> _PROBLEM_: Please copy the data from the line holding "Point out the dog's eye in this photo." through the end of the data, both ends included, keeping every request line as it stands. Multiply each coordinate in the answers by 2.3 and round it to a whole number, with halves rounded up.

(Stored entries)
++++++++

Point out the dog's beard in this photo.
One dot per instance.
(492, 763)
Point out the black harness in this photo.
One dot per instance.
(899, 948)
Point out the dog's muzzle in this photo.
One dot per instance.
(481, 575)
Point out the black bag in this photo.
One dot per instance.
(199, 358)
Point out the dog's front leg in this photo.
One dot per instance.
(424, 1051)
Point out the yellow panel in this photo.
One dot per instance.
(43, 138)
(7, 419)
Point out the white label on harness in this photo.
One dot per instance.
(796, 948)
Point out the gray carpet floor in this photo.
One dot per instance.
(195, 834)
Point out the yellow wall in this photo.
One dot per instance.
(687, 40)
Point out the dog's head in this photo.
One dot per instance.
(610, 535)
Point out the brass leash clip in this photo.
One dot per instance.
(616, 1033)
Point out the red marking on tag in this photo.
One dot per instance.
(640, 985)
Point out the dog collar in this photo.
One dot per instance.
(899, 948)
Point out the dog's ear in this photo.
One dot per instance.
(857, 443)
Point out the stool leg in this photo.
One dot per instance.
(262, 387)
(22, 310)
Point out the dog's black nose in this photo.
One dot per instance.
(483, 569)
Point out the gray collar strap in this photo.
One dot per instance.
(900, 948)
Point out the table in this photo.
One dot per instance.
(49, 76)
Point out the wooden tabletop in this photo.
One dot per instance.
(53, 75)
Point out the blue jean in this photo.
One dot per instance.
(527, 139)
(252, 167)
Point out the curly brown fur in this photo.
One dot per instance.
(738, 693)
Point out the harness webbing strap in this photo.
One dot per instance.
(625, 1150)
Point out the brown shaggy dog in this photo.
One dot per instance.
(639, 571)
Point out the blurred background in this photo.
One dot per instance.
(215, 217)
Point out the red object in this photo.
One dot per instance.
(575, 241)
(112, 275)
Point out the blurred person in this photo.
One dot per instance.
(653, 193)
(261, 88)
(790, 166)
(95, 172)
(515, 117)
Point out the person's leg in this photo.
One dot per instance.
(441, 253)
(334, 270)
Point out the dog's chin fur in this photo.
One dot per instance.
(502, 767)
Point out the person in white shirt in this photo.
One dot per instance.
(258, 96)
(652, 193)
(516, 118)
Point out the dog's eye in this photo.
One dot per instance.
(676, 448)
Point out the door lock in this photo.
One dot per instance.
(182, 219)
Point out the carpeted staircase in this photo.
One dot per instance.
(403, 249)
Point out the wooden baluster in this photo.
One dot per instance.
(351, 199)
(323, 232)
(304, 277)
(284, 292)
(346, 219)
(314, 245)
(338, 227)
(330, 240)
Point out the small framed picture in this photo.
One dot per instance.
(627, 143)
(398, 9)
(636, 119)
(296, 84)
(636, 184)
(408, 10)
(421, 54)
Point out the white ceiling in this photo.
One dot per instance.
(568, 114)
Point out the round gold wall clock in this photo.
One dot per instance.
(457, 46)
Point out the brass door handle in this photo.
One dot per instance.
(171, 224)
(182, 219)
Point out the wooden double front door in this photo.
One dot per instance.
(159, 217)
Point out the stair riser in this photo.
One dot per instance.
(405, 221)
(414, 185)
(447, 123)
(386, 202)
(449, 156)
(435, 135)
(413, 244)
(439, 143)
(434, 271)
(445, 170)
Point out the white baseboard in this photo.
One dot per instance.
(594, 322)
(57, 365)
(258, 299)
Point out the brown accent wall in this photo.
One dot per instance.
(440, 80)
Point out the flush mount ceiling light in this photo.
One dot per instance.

++++++++

> _TASK OUTPUT_:
Point out the dog's eye in this photo.
One dot per instance.
(1555, 1030)
Point out the door lock in this photo.
One dot per instance.
(419, 504)
Point out the carpeted staircase in this photo.
One dot per instance.
(927, 573)
Point out the wooden baluster in this photo.
One dot per instance.
(807, 458)
(743, 534)
(699, 637)
(653, 672)
(796, 504)
(722, 564)
(777, 522)
(759, 552)
Point out the small framed picture in this photo.
One dot per instance.
(1442, 329)
(915, 21)
(1463, 274)
(681, 193)
(1463, 423)
(938, 23)
(968, 124)
Point out the white ceiling in this photo.
One dot per instance.
(1306, 262)
Point out the round gold wall clock in this photo.
One dot per instance.
(1051, 106)
Point out the brass door handle in this photo.
One dot per instance.
(393, 515)
(419, 504)
Point out the wooden double front door in this photo.
One dot per instance.
(366, 499)
Point out the stair riser in this photo.
One dot per instance.
(932, 508)
(952, 426)
(1028, 283)
(888, 465)
(1033, 359)
(1001, 311)
(950, 561)
(1010, 329)
(998, 623)
(1024, 391)
Point out the white baseboard in this photo.
One dot per instance.
(1366, 741)
(131, 840)
(593, 688)
Point out the brown accent wall in this photo.
One dot per instance.
(1012, 184)
Point out the flush mount ceiling light in this photo.
One dot per instance.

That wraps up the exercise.